[REQUEST] State how many lines of the material below contain the string "shirt", treating uppercase and lowercase letters as distinct. Give only the number.

(Entries from a pointing dataset)
══════════════════════════════

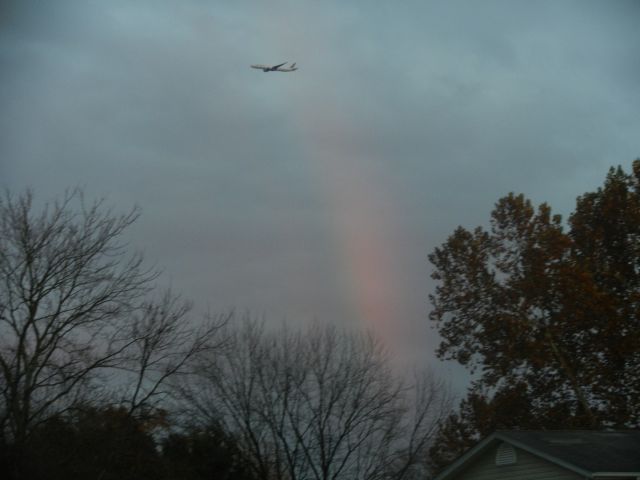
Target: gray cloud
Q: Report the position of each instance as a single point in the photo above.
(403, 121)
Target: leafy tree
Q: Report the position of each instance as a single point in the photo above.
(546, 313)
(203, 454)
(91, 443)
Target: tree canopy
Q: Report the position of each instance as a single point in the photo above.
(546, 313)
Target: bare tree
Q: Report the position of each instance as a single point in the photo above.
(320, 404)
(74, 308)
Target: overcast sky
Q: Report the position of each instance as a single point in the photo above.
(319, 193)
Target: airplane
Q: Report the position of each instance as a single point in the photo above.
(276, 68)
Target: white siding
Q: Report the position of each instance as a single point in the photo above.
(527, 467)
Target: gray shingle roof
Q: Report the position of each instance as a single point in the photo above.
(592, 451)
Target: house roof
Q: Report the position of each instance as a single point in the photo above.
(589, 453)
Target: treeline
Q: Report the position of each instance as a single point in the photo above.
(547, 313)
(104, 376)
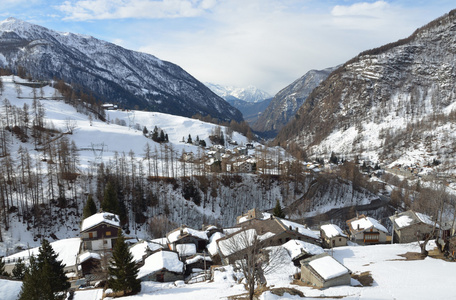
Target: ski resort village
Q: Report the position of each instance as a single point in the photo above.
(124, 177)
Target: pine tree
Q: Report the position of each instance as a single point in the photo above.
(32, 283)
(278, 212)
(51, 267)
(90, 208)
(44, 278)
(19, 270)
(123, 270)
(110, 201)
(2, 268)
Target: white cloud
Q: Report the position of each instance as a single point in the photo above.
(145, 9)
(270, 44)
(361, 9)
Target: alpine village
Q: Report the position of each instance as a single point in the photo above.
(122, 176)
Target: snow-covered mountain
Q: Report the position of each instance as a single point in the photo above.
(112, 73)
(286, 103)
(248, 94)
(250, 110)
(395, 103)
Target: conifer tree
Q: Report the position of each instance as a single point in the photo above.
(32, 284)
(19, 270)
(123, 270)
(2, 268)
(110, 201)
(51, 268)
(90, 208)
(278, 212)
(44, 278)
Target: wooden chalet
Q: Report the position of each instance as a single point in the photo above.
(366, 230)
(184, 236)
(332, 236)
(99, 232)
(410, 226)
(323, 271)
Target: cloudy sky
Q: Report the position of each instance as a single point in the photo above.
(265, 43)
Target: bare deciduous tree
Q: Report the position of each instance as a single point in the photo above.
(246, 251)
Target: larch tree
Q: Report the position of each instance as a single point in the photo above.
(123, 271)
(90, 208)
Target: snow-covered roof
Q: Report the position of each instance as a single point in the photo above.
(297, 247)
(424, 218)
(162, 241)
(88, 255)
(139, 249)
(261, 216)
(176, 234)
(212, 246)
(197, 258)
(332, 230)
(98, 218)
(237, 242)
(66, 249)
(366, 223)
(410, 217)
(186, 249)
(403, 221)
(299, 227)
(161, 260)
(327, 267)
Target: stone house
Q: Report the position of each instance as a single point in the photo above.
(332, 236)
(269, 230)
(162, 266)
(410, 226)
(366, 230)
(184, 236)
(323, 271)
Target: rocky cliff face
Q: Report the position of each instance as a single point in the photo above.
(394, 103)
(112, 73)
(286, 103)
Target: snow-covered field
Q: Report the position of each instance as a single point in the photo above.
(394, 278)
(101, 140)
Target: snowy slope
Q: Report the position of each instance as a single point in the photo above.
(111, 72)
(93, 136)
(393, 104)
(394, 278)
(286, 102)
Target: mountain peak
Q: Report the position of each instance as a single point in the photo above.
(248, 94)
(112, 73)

══════════════════════════════

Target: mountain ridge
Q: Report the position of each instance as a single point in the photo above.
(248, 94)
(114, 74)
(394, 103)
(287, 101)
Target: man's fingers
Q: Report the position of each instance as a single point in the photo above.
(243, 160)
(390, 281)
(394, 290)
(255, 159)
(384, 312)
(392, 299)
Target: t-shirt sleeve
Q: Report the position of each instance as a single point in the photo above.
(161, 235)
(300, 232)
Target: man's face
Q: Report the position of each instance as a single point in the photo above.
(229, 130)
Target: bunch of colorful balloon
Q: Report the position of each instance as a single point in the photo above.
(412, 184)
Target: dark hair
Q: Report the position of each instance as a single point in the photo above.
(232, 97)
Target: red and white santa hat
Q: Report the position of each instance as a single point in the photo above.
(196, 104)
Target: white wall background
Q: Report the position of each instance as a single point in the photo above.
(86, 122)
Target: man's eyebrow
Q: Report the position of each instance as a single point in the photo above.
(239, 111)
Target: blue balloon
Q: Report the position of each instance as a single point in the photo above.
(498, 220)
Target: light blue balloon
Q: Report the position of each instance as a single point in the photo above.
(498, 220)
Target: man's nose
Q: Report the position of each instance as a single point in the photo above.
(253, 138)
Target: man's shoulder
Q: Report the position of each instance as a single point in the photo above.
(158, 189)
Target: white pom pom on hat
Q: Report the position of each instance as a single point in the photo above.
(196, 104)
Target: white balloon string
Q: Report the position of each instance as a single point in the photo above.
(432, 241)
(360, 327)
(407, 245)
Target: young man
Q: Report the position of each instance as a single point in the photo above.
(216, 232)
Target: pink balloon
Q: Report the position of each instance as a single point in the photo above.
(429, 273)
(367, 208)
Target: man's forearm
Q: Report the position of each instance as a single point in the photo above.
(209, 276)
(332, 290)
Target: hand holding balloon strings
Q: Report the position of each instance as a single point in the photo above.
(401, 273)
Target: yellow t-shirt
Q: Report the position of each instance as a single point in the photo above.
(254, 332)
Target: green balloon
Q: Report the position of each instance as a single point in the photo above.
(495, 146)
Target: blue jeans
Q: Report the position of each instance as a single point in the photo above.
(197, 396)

══════════════════════════════

[TASK RESULT] 2